-- start TASK DATA --

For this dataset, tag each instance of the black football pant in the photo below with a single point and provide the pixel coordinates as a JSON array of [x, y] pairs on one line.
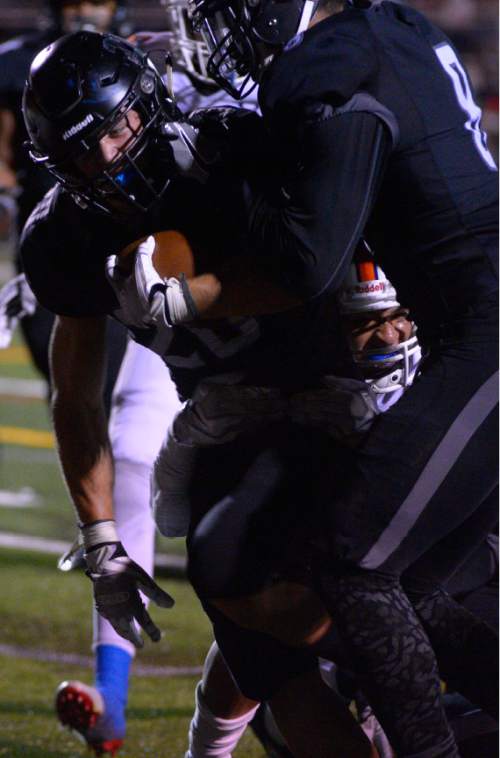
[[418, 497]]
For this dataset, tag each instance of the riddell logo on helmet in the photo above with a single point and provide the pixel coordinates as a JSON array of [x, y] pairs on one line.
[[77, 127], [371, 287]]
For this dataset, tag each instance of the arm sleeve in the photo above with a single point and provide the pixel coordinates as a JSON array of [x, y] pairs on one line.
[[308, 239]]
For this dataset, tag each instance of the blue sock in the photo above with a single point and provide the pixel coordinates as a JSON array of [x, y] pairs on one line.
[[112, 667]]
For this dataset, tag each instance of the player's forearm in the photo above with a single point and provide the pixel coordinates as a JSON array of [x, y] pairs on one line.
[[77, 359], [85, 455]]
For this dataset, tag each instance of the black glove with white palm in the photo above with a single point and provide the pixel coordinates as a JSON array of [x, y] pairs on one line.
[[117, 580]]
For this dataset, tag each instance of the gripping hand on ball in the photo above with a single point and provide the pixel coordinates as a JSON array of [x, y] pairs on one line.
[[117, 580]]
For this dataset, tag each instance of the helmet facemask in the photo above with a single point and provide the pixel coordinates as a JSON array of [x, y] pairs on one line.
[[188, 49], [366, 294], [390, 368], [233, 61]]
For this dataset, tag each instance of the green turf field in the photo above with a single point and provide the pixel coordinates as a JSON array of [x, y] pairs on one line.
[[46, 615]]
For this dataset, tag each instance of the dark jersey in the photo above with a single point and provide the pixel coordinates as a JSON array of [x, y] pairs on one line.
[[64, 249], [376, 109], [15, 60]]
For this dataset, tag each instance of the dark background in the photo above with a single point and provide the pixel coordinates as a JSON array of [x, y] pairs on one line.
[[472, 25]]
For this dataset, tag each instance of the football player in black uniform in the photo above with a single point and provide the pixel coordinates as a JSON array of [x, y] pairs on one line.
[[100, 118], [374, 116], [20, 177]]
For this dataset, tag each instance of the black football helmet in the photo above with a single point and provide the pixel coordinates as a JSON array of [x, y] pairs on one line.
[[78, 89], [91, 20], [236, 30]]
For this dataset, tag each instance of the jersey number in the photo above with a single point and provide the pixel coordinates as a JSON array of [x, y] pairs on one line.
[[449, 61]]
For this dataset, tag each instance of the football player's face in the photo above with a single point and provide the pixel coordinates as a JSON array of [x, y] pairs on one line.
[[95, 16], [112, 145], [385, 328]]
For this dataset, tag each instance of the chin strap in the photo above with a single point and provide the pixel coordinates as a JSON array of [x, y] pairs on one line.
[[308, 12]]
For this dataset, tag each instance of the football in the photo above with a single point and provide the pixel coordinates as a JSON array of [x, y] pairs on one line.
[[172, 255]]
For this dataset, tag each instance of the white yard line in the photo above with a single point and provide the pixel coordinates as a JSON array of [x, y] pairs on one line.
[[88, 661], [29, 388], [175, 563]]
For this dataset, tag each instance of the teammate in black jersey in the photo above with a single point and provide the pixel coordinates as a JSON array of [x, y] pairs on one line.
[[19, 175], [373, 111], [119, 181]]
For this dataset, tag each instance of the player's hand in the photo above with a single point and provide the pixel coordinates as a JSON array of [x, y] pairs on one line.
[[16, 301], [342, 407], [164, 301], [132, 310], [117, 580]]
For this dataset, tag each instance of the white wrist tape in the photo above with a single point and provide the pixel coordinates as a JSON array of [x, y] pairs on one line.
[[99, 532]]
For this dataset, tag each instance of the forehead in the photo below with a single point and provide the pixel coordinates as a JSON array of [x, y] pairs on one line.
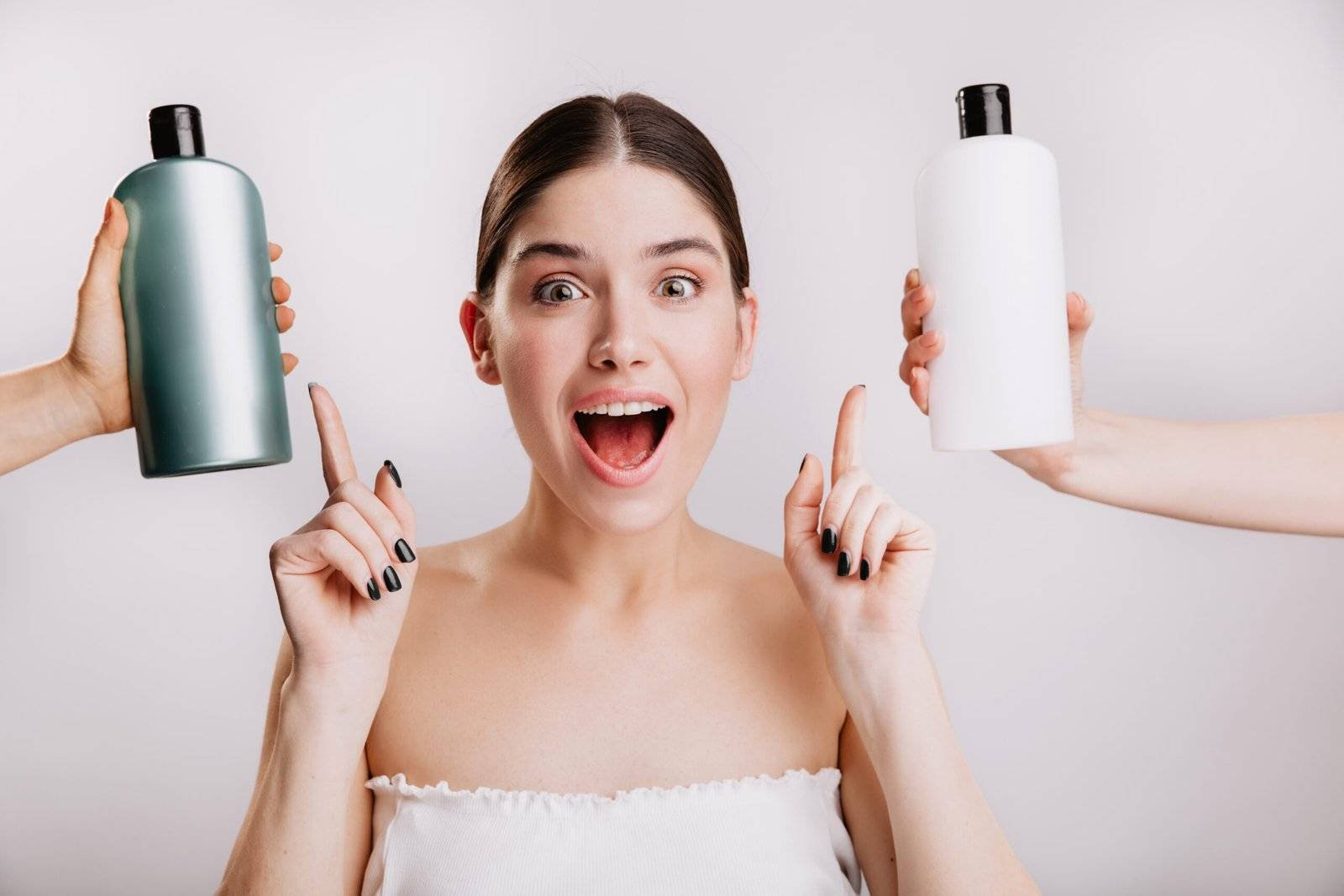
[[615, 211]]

-- end TASK DATA --

> _YOUR TASK_:
Transcribe every record above exactly as written, leaving out any pictures.

> _COMPLETE RESPONSE_:
For this dataset, tag each instance of the black football pant in the photo below with a single point and provide the pixel coordinates as a JSON array of [x, y] pairs on one line.
[[418, 497]]
For this dataset, tag each instance of the riddell logo on helmet in the photo above with a single point and provide the pixel coordinates as a JSON array of [x, y] pairs on one line.
[[77, 127], [371, 287]]
For this dataset, tag each instance of the arm sleeve in the photo above with a single point and provide the pixel coordinates as a JSON array of [x, y] pairs on one line.
[[308, 239]]
For this dataset, tag each instance of the blue sock in the photo above with a single point and provide the pixel coordinates as a JSON array of [x, y] pairs on one line.
[[112, 667]]
For this dataset, tag each instance of the player's forearm in the photo above with a single point and provide the pixel coordinates as a JSON array of [x, y] pairs on one line.
[[77, 359], [85, 455]]
For this dataset, tag each instance of the black glove with white palm in the photo above with a single point and provide the pixel coordinates as a JSON array of [x, y] pairs on one line.
[[117, 580]]
For this dataset, tag each instance of the gripping hand on ball in the photo above with a single point and provide the pixel coordinates as a JSON array of [x, y] pairs on one line.
[[117, 580]]
For this dataset, tag each instance of the helmet facemask in the photo above with a single point and provide the pixel coordinates as a JSON array of [x, y] pairs on one line.
[[188, 49], [366, 294], [390, 368], [233, 61]]
For this dataset, tag each instance of the green turf field in the photo above with a single point and provide the pixel coordinates as a JSON array of [x, y] pairs on one line.
[[46, 615]]
For this dataset, tag each instance of the dark jersey in the photo above with a single point and provide the pixel coordinates as a JSON array of [x, y] pairs on one line.
[[64, 249], [376, 109], [15, 60]]
For this dataset, tag each instance of the dark background in the photo above with a single point and provide the pixel coordinates as a JSON array of [x, y] pairs on one line.
[[472, 25]]
For this dataset, tag each instance of the football player in black uniform in the photo above with a single point and provide the pixel coordinates as a JSON array of [x, y] pairs on one line.
[[100, 118], [374, 116], [20, 177]]
For this dataset, tag each instance of the black football helmet in the photo above with a single point and provide the pixel coordinates as a JSON array of [x, y] pairs on one line.
[[78, 89], [91, 20], [236, 30]]
For this dataset, tag each instance of the jersey number in the photo above with a single point and provide the pixel coordinates as a JSON array of [x, y] pairs on one line.
[[449, 61]]
For this dataset, tag each instance of the football player's face in the photo above with a single point and provide the pixel coordinates as a JSON array of [x, y] pairs on one line.
[[95, 16], [112, 145], [385, 328]]
For this dataset, tag each instance of the chin strap in the photo above with a single point and provide the pixel coordinates as a JSON array of [x, y] pairs on one line.
[[308, 12]]
For this dataset, tag each instance of the football in the photo above with a single point and provide the pixel coordinates as a JSON array of [x, y] pairs on one line.
[[172, 255]]
For this dataset, tag each instance of the white yard line in the photo above with a single point and provide the pixel coordinates as a JSON array of [x, y] pairs on one line.
[[88, 661], [29, 388], [175, 563]]
For this dataset, tag each instance of the teammate in black jersey in the photo above with a single point and provide the pixel coordinates as a JSON array of [x, y] pairs on one line.
[[19, 175], [373, 111], [119, 181]]
For this dataset, tag each instance of the player's hand in the photo above with a single point and provide the pixel coordinates as a JSON array of [x, y] pairs on one line.
[[16, 301], [342, 407], [164, 301], [132, 310], [117, 580]]
For this dataset, tag each instance of the white wrist tape in the photo above with a single point and provide the pixel coordinates as a JSON array of [x, y] pairs on one line.
[[99, 532]]
For this dataset, tag each instance of the forehead in the photo below with a single point and provide the pixel coordinates as a JSON array of [x, y] pairs on one line.
[[615, 211]]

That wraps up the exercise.